LISTED ENTRIES

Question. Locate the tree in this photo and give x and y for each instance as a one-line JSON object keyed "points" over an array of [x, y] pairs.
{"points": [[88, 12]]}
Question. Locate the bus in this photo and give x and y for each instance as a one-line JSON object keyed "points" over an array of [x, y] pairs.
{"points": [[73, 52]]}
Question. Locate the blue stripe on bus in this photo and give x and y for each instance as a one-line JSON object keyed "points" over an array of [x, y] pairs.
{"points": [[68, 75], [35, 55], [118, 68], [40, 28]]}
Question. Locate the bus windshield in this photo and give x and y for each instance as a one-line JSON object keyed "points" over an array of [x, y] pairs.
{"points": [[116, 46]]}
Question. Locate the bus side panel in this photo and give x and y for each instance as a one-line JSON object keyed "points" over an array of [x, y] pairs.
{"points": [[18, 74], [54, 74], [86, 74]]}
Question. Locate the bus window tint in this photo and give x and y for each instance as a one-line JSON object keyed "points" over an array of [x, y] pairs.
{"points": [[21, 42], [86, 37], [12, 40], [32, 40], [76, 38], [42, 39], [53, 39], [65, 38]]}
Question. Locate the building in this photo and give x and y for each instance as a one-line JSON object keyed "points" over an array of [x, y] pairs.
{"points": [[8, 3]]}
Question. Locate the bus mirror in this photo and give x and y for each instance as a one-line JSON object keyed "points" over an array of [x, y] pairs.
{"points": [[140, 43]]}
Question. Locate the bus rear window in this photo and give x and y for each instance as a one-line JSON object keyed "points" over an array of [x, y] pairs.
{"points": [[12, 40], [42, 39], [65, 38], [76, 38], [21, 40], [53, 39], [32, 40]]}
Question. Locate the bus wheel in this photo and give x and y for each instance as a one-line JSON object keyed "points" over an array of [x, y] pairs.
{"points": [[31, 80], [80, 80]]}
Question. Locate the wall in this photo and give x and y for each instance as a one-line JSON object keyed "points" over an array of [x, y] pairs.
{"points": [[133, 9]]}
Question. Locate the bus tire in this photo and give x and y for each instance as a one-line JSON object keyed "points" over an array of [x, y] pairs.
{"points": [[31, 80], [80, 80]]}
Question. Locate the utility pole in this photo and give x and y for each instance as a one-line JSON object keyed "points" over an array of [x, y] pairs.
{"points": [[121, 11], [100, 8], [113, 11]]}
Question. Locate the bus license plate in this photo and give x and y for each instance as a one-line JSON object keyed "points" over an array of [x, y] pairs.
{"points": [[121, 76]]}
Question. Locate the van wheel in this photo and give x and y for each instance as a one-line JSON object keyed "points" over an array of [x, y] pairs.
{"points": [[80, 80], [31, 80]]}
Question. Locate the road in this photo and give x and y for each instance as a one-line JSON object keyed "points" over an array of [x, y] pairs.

--

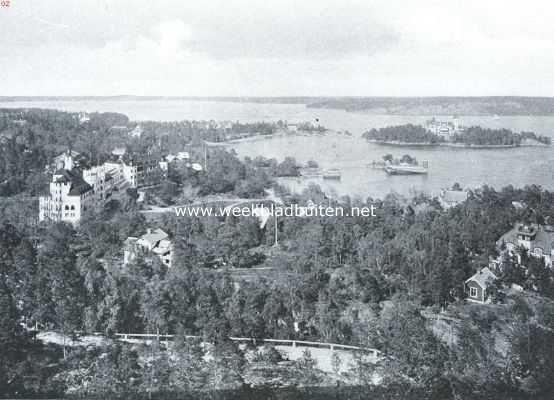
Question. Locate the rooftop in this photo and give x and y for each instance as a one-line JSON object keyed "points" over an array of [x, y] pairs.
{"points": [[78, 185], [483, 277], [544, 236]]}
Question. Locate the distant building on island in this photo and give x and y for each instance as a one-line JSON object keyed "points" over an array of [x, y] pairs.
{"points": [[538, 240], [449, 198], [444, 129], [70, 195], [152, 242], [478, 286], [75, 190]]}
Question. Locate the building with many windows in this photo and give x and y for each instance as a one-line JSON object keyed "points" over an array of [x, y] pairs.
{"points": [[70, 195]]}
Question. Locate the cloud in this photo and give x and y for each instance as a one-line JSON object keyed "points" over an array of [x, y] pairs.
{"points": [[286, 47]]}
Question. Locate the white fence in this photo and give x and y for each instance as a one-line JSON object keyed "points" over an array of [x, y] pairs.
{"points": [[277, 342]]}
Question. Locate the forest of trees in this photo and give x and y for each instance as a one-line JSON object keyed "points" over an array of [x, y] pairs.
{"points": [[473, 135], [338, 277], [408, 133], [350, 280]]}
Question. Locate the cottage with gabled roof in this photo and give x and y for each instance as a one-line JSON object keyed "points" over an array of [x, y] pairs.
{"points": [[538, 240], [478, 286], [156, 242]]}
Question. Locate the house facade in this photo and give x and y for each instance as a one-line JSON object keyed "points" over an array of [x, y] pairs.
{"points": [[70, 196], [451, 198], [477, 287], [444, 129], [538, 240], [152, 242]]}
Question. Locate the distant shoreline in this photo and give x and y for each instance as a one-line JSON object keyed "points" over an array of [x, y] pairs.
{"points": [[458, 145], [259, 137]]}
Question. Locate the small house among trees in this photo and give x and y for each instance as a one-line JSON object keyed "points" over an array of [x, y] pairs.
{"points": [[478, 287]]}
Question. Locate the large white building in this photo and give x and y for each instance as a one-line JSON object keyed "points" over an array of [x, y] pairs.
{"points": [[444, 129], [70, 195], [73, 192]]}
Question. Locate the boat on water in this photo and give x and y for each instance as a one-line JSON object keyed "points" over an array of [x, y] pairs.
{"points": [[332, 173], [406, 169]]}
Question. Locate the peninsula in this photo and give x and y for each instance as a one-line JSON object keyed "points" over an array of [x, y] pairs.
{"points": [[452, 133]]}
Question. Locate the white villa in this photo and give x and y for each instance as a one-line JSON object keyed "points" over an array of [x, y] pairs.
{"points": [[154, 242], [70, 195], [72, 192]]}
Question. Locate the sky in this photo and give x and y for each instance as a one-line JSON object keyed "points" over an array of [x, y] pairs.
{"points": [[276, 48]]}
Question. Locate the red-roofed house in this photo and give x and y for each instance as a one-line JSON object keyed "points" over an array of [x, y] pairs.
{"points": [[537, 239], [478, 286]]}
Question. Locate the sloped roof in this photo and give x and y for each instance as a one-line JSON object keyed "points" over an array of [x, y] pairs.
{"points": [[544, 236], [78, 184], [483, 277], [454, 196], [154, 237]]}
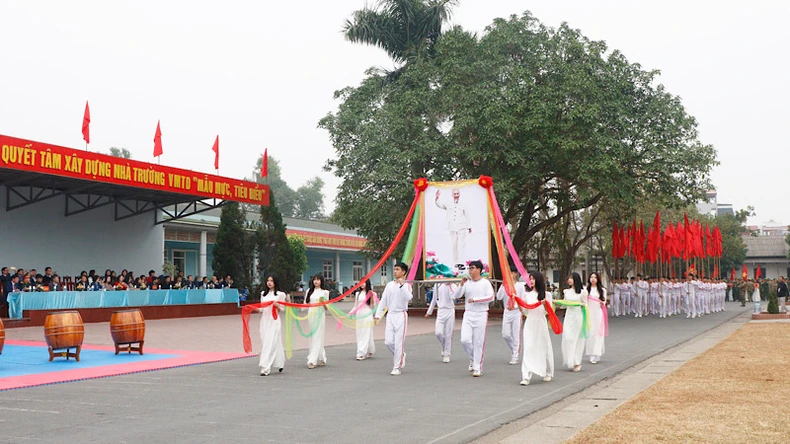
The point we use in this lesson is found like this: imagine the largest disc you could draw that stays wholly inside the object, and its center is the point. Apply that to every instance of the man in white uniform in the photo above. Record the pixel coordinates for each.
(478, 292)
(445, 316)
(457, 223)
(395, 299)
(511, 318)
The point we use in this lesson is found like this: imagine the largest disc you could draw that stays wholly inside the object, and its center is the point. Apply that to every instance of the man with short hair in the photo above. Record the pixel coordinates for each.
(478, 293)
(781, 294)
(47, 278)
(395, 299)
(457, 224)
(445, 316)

---

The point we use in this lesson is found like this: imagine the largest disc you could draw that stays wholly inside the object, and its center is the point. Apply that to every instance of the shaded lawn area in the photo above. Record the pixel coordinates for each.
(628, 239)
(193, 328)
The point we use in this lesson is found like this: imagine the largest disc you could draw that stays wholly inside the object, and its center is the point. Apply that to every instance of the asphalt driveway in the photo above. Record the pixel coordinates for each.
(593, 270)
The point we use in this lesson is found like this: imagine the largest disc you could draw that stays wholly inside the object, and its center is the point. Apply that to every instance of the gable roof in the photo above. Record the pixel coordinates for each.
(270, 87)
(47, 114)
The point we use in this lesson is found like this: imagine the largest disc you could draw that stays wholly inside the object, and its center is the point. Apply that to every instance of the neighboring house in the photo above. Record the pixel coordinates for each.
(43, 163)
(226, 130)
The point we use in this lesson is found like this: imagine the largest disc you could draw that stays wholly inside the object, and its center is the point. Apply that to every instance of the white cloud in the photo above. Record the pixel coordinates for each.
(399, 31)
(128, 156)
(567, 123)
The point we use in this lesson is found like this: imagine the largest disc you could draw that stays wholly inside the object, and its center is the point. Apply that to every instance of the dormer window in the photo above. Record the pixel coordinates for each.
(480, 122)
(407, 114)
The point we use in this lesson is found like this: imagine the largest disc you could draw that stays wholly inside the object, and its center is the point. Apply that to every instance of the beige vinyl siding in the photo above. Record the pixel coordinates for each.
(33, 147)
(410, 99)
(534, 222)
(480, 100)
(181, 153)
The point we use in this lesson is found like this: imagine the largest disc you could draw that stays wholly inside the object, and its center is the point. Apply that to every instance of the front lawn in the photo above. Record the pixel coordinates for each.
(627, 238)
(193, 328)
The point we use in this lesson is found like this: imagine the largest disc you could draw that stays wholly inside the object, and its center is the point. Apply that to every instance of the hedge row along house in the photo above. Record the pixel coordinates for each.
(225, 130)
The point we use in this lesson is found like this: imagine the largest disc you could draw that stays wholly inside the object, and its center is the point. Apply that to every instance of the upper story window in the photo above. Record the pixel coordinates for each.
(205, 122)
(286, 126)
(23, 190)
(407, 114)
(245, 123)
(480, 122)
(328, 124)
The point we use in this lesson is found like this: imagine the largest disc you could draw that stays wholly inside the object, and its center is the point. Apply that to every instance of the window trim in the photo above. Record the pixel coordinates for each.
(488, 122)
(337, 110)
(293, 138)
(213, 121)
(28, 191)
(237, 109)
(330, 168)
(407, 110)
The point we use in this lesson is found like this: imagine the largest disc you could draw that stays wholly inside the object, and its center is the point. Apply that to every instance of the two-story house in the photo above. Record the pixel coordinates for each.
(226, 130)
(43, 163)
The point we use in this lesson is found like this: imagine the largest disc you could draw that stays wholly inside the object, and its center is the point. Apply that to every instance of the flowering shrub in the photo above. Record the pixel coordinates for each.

EXERCISE GOAL
Beginning with the line holding "Question. Locate the van" and ending with the line holding "Question. Locate the road", write out the stretch of material above exactly; add no further lines.

RESULT BELOW
Question. Locate the van wheel in this photo and give x and y for each instance as a one-line JSON object keyed "points" over an array of [x, y] pairs.
{"points": [[80, 80], [31, 80]]}
Question. Locate the road in this photo and give x and y for each instance as a one-line JSON object keyed "points" over an array of [x, y] pairs.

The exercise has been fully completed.